● **INFORMATION**:

= = = = = = =

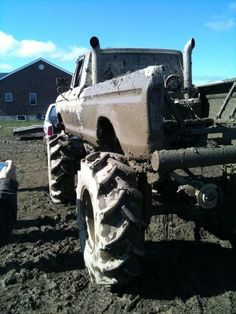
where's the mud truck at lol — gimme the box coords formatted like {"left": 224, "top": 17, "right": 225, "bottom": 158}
{"left": 47, "top": 36, "right": 236, "bottom": 285}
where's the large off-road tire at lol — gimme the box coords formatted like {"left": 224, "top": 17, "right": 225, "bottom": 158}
{"left": 0, "top": 180, "right": 17, "bottom": 246}
{"left": 223, "top": 211, "right": 236, "bottom": 251}
{"left": 0, "top": 207, "right": 15, "bottom": 246}
{"left": 47, "top": 133, "right": 84, "bottom": 204}
{"left": 220, "top": 171, "right": 236, "bottom": 251}
{"left": 77, "top": 152, "right": 146, "bottom": 285}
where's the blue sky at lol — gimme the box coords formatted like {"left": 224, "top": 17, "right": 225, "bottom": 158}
{"left": 0, "top": 0, "right": 235, "bottom": 84}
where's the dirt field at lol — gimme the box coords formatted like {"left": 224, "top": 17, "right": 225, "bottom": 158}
{"left": 1, "top": 133, "right": 236, "bottom": 314}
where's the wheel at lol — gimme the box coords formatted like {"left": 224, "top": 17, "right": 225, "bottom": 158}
{"left": 224, "top": 212, "right": 236, "bottom": 251}
{"left": 221, "top": 167, "right": 236, "bottom": 250}
{"left": 47, "top": 133, "right": 85, "bottom": 204}
{"left": 77, "top": 152, "right": 146, "bottom": 285}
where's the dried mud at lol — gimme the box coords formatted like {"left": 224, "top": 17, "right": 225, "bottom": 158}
{"left": 1, "top": 137, "right": 236, "bottom": 314}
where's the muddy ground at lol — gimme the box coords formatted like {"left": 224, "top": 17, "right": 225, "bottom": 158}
{"left": 1, "top": 135, "right": 236, "bottom": 314}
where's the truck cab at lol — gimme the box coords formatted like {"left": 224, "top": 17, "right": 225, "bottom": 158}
{"left": 56, "top": 37, "right": 192, "bottom": 158}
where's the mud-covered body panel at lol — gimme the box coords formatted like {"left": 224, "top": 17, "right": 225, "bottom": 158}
{"left": 57, "top": 66, "right": 164, "bottom": 159}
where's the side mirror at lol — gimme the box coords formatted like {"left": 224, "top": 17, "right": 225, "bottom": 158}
{"left": 56, "top": 77, "right": 70, "bottom": 88}
{"left": 56, "top": 77, "right": 70, "bottom": 95}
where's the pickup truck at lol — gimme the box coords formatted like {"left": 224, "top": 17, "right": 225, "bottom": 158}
{"left": 46, "top": 36, "right": 236, "bottom": 285}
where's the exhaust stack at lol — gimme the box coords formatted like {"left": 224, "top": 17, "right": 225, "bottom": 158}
{"left": 90, "top": 36, "right": 100, "bottom": 85}
{"left": 183, "top": 38, "right": 195, "bottom": 99}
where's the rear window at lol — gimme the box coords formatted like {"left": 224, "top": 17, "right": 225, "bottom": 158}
{"left": 99, "top": 51, "right": 183, "bottom": 82}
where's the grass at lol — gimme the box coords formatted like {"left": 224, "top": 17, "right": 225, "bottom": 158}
{"left": 0, "top": 120, "right": 42, "bottom": 138}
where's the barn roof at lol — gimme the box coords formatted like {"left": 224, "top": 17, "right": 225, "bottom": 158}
{"left": 0, "top": 58, "right": 72, "bottom": 81}
{"left": 0, "top": 73, "right": 8, "bottom": 79}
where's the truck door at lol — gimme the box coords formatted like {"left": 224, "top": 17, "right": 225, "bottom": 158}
{"left": 64, "top": 56, "right": 85, "bottom": 134}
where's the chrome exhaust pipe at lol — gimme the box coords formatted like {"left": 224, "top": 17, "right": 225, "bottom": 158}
{"left": 90, "top": 36, "right": 100, "bottom": 85}
{"left": 183, "top": 38, "right": 195, "bottom": 99}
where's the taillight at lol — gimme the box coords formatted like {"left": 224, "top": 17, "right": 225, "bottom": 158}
{"left": 48, "top": 126, "right": 53, "bottom": 136}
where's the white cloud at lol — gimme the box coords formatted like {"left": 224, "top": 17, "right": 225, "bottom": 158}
{"left": 205, "top": 3, "right": 236, "bottom": 31}
{"left": 205, "top": 17, "right": 235, "bottom": 31}
{"left": 16, "top": 39, "right": 56, "bottom": 57}
{"left": 52, "top": 46, "right": 88, "bottom": 62}
{"left": 0, "top": 63, "right": 14, "bottom": 71}
{"left": 0, "top": 31, "right": 87, "bottom": 62}
{"left": 0, "top": 31, "right": 18, "bottom": 54}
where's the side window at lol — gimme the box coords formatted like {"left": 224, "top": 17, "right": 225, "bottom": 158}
{"left": 5, "top": 92, "right": 13, "bottom": 103}
{"left": 49, "top": 106, "right": 57, "bottom": 124}
{"left": 29, "top": 92, "right": 37, "bottom": 105}
{"left": 73, "top": 57, "right": 84, "bottom": 88}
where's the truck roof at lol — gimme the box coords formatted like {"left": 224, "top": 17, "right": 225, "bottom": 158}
{"left": 100, "top": 48, "right": 182, "bottom": 56}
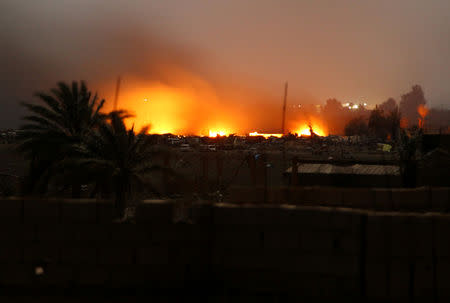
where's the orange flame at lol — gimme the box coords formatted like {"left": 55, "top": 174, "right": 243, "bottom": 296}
{"left": 249, "top": 132, "right": 283, "bottom": 138}
{"left": 294, "top": 123, "right": 327, "bottom": 137}
{"left": 209, "top": 130, "right": 228, "bottom": 137}
{"left": 417, "top": 104, "right": 428, "bottom": 128}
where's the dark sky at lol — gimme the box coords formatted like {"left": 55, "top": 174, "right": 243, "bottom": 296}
{"left": 1, "top": 0, "right": 449, "bottom": 129}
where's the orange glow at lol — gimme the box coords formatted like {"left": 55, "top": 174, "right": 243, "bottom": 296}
{"left": 417, "top": 104, "right": 428, "bottom": 128}
{"left": 249, "top": 132, "right": 283, "bottom": 138}
{"left": 101, "top": 71, "right": 335, "bottom": 137}
{"left": 400, "top": 117, "right": 408, "bottom": 128}
{"left": 209, "top": 130, "right": 228, "bottom": 137}
{"left": 294, "top": 123, "right": 327, "bottom": 137}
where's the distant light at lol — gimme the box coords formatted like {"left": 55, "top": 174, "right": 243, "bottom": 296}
{"left": 352, "top": 104, "right": 359, "bottom": 109}
{"left": 363, "top": 103, "right": 367, "bottom": 106}
{"left": 344, "top": 103, "right": 350, "bottom": 107}
{"left": 143, "top": 98, "right": 148, "bottom": 102}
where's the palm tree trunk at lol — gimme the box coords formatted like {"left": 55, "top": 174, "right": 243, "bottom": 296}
{"left": 115, "top": 181, "right": 127, "bottom": 219}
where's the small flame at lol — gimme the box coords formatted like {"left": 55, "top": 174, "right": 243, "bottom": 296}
{"left": 209, "top": 130, "right": 227, "bottom": 137}
{"left": 249, "top": 132, "right": 283, "bottom": 138}
{"left": 295, "top": 123, "right": 326, "bottom": 137}
{"left": 417, "top": 104, "right": 428, "bottom": 128}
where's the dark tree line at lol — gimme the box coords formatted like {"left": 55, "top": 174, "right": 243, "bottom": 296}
{"left": 18, "top": 81, "right": 164, "bottom": 219}
{"left": 343, "top": 85, "right": 439, "bottom": 140}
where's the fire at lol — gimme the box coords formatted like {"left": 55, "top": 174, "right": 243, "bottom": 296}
{"left": 249, "top": 132, "right": 283, "bottom": 138}
{"left": 209, "top": 130, "right": 228, "bottom": 137}
{"left": 417, "top": 104, "right": 428, "bottom": 128}
{"left": 294, "top": 123, "right": 326, "bottom": 137}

= = = = = = =

● **TASK REQUIREMENTS**: An exact printout of the listing is needed, minus any pictures it contains.

● **WRITTEN RESPONSE**:
where's the mud truck at lol — gimme the box coords formatted like {"left": 224, "top": 17, "right": 225, "bottom": 158}
{"left": 47, "top": 36, "right": 236, "bottom": 285}
where's the large off-road tire at lol — gimme the box coords formatted like {"left": 224, "top": 17, "right": 225, "bottom": 158}
{"left": 0, "top": 180, "right": 17, "bottom": 246}
{"left": 223, "top": 211, "right": 236, "bottom": 251}
{"left": 0, "top": 207, "right": 15, "bottom": 246}
{"left": 47, "top": 133, "right": 84, "bottom": 204}
{"left": 220, "top": 171, "right": 236, "bottom": 251}
{"left": 77, "top": 152, "right": 146, "bottom": 285}
where's the blue sky at lol — gimme the box coords formatted like {"left": 224, "top": 17, "right": 225, "bottom": 158}
{"left": 0, "top": 0, "right": 235, "bottom": 84}
where's the dirt field at lol — gimme the box coords formatted like {"left": 224, "top": 17, "right": 225, "bottom": 158}
{"left": 1, "top": 133, "right": 236, "bottom": 314}
where's the wheel at lol — gimme the box coords formatted like {"left": 224, "top": 17, "right": 225, "bottom": 158}
{"left": 224, "top": 212, "right": 236, "bottom": 251}
{"left": 221, "top": 167, "right": 236, "bottom": 250}
{"left": 47, "top": 133, "right": 85, "bottom": 204}
{"left": 77, "top": 152, "right": 146, "bottom": 285}
where's the dried mud at lol — gimme the box coords formatted like {"left": 224, "top": 17, "right": 225, "bottom": 158}
{"left": 1, "top": 137, "right": 236, "bottom": 314}
where's the muddy ground at lol — gimme the box coords formatted like {"left": 224, "top": 17, "right": 225, "bottom": 158}
{"left": 1, "top": 135, "right": 236, "bottom": 314}
where's the truck cab at lol — gimme the box coords formatted like {"left": 224, "top": 17, "right": 225, "bottom": 158}
{"left": 56, "top": 37, "right": 192, "bottom": 158}
where's the mud-covered body panel at lol — gimme the box coords formatted like {"left": 224, "top": 17, "right": 225, "bottom": 158}
{"left": 57, "top": 66, "right": 164, "bottom": 159}
where's the side mirror at lol — gimme the box coords formatted like {"left": 224, "top": 17, "right": 225, "bottom": 158}
{"left": 56, "top": 77, "right": 70, "bottom": 88}
{"left": 56, "top": 77, "right": 70, "bottom": 95}
where's the pickup truck at lol — gimme the box coords formatted like {"left": 224, "top": 17, "right": 225, "bottom": 158}
{"left": 46, "top": 36, "right": 236, "bottom": 285}
where's the exhaust stack at lol — gimme the box coords formatted like {"left": 224, "top": 17, "right": 225, "bottom": 158}
{"left": 90, "top": 36, "right": 100, "bottom": 85}
{"left": 183, "top": 38, "right": 195, "bottom": 99}
where's the rear window at lol — gimme the box coords formatted like {"left": 224, "top": 17, "right": 225, "bottom": 158}
{"left": 99, "top": 51, "right": 183, "bottom": 82}
where's the grass at lol — gimme the box coords formatted like {"left": 224, "top": 17, "right": 225, "bottom": 158}
{"left": 0, "top": 120, "right": 42, "bottom": 138}
where's the barn roof at lol — gimme the box coords formatted like {"left": 224, "top": 17, "right": 225, "bottom": 158}
{"left": 0, "top": 58, "right": 72, "bottom": 81}
{"left": 0, "top": 73, "right": 8, "bottom": 79}
where's the truck door at lol — gimme the box coords formatted like {"left": 224, "top": 17, "right": 225, "bottom": 158}
{"left": 64, "top": 56, "right": 85, "bottom": 134}
where's the chrome exhaust pipe at lol — gimme the box coords formatted like {"left": 224, "top": 17, "right": 225, "bottom": 158}
{"left": 90, "top": 36, "right": 100, "bottom": 85}
{"left": 183, "top": 38, "right": 195, "bottom": 99}
where's the taillight at lol — gimme the box coords formatted like {"left": 224, "top": 17, "right": 225, "bottom": 158}
{"left": 48, "top": 126, "right": 53, "bottom": 136}
where's the white cloud at lol — gimme the box coords formatted like {"left": 224, "top": 17, "right": 225, "bottom": 158}
{"left": 205, "top": 3, "right": 236, "bottom": 31}
{"left": 205, "top": 17, "right": 235, "bottom": 31}
{"left": 16, "top": 39, "right": 56, "bottom": 57}
{"left": 52, "top": 46, "right": 88, "bottom": 62}
{"left": 0, "top": 63, "right": 14, "bottom": 71}
{"left": 0, "top": 31, "right": 87, "bottom": 62}
{"left": 0, "top": 31, "right": 18, "bottom": 54}
where's the side window at lol — gimme the box coords formatted like {"left": 224, "top": 17, "right": 225, "bottom": 158}
{"left": 5, "top": 92, "right": 13, "bottom": 103}
{"left": 49, "top": 106, "right": 57, "bottom": 124}
{"left": 29, "top": 92, "right": 37, "bottom": 105}
{"left": 73, "top": 57, "right": 84, "bottom": 88}
where's the truck roof at lol — gimme the box coords formatted like {"left": 224, "top": 17, "right": 225, "bottom": 158}
{"left": 100, "top": 48, "right": 182, "bottom": 56}
where's the orange flame at lol — gimme the box coords formatted like {"left": 55, "top": 174, "right": 243, "bottom": 296}
{"left": 249, "top": 132, "right": 283, "bottom": 138}
{"left": 294, "top": 123, "right": 327, "bottom": 137}
{"left": 209, "top": 130, "right": 228, "bottom": 137}
{"left": 417, "top": 104, "right": 428, "bottom": 128}
where's the dark sky at lol — gimme the box coords formatted like {"left": 55, "top": 174, "right": 243, "bottom": 296}
{"left": 1, "top": 0, "right": 449, "bottom": 129}
where's the orange glow at lol — gimme the box coords formatted like {"left": 55, "top": 174, "right": 243, "bottom": 296}
{"left": 417, "top": 104, "right": 428, "bottom": 128}
{"left": 249, "top": 132, "right": 283, "bottom": 138}
{"left": 101, "top": 71, "right": 335, "bottom": 137}
{"left": 400, "top": 117, "right": 408, "bottom": 128}
{"left": 209, "top": 130, "right": 228, "bottom": 137}
{"left": 294, "top": 123, "right": 327, "bottom": 137}
where's the distant light at lol — gimme the box coords formatted like {"left": 55, "top": 174, "right": 243, "bottom": 296}
{"left": 352, "top": 104, "right": 359, "bottom": 109}
{"left": 363, "top": 103, "right": 367, "bottom": 106}
{"left": 344, "top": 103, "right": 350, "bottom": 107}
{"left": 143, "top": 98, "right": 148, "bottom": 102}
where's the palm tree trunk at lol — gimme the box coords formatted like {"left": 55, "top": 174, "right": 243, "bottom": 296}
{"left": 115, "top": 181, "right": 127, "bottom": 219}
where's the small flame at lol — gimme the box coords formatted like {"left": 55, "top": 174, "right": 243, "bottom": 296}
{"left": 209, "top": 130, "right": 227, "bottom": 137}
{"left": 249, "top": 132, "right": 283, "bottom": 138}
{"left": 295, "top": 123, "right": 326, "bottom": 137}
{"left": 417, "top": 104, "right": 428, "bottom": 128}
where's the dark tree line at lol — gimme the box coords formatted like {"left": 55, "top": 174, "right": 243, "bottom": 296}
{"left": 18, "top": 81, "right": 164, "bottom": 219}
{"left": 343, "top": 85, "right": 439, "bottom": 140}
where's the fire at lol — gimme the box coords formatted like {"left": 55, "top": 174, "right": 243, "bottom": 296}
{"left": 249, "top": 132, "right": 283, "bottom": 138}
{"left": 209, "top": 130, "right": 228, "bottom": 137}
{"left": 417, "top": 104, "right": 428, "bottom": 128}
{"left": 294, "top": 123, "right": 326, "bottom": 137}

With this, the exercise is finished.